Soal Latihan A: Siapa saja orang yang disebut namanya dalam teks tentang pilkada serentak di bawah ini?

Teks Bacaan:
Pilkada serentak beban baru Mahkamah Agung
26 Januari 2015 18:55 WIB
Menteri Dalam Negeri Tjahjo Kumolo (kiri) bersalaman dengan Pimpinan Sidang Agus Hermanto dan Wakil Ketua DPR Fadli Zon dalam sidang paripurna di Gedung DPR-RI, Jakarta, Selasa (20/1) yang menetapkan Peraturan Pemerintah Pengganti Undang-undang (Perppu) nomor 1 Tahun 2014 tentang pilkada dan Perppu nomor 2 Tahun 2014 tentang Pemerintahan Daerah untuk menjadi Undang-undang. (ANTARA FOTO/Akbar Nugroho Gumay)
Jakarta (ANTARA News) - Dewan Perwakilan Rakyat telah menyetujui Peraturan Pemerintah Pengganti Undang-Undang Nomor 1 Tahun 2014 tentang Pemilihan Gubernur, Bupati, Wali Kota dan Perpu Nomor 2 Tahun 2014 tentang Pemerintahan Daerah untuk disahkan menjadi undang-undang.
Namun, hal itu menjadi beban baru Mahkamah Agung (MA). Beban baru ini muncul karena sengketa pemilihan kepala daerah (pilkada) yang sebelumnya ditangani oleh Mahkamah Konstitusi, kemudian lembaga ini melalui putusannya mengalihkan ke Mahkamah Agung karena pilkada dinilai bukan rezim pemilu.
Posisi ini dikuatkan Peraturan Pemerintah Pengganti Undang-Undang Nomor 1 Tahun 2014 tentang Pemilihan Gubernur, Bupati, Wali Kota (Perpu Pilkada) yang diterbitkan oleh Presiden Susilo Bambang Yudhoyono pada bulan Oktober 2014.
Dalam Pasal 157, disebutkan bahwa dalam hal terjadi perselisihan penetapan perolehan suara hasil pemilihan, peserta pemilihan dapat mengajukan permohonan pembatalan penetapan hasil penghitungan perolehan suara oleh KPU Provinsi dan KPU Kabupaten/Kota ke Pengadilan Tinggi yang ditunjuk oleh Mahkamah Agung.
Atas perintah tersebut, Ketua Mahkamah Agung Hatta Ali mengatakan bahwa pihaknya tidak dapat berbuat apa-apa jika pada akhirnya DPR memutuskan untuk menerima perpu ini menjadi UU.
Namun, Hatta berharap pembuat UU (pemerintah dan DPR) membuat solusi bahwa sengketa pilkada dapat ditangani oleh lembaga di luar peradilan, yakni dengan membentuk badan khusus.
"Ada lembaga khusus yang menyelesaikan, bisa dari KPU atau dari mana," kata Hatta Ali saat konferensi pers di Jakarta, Rabu (7/1).

Entri yang Diberikan:
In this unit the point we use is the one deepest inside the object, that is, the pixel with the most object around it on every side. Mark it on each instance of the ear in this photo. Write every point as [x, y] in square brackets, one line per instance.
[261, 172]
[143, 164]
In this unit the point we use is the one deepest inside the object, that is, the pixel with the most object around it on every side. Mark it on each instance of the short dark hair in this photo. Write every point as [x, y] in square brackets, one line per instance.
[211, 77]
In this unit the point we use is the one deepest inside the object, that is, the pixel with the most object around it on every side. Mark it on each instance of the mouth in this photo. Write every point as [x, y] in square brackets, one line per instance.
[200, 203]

Soal Latihan B: Ubah baris-baris entri mulai dari baris yang memuat "of the mouth" sampai dengan akhir entri: ganti "deepest" menjadi "most central" dan biarkan sisanya tetap. Tuliskan kembali baris-baris itu saja.

Jawaban Latihan A:
Tjahjo Kumolo
Agus Hermanto
Fadli Zon
Akbar Nugroho Gumay
Susilo Bambang Yudhoyono
Hatta Ali

Jawaban Latihan B:
In this unit the point we use is the one most central inside the object, that is, the pixel with the most object around it on every side. Mark it on each instance of the mouth in this photo. Write every point as [x, y] in square brackets, one line per instance.
[200, 203]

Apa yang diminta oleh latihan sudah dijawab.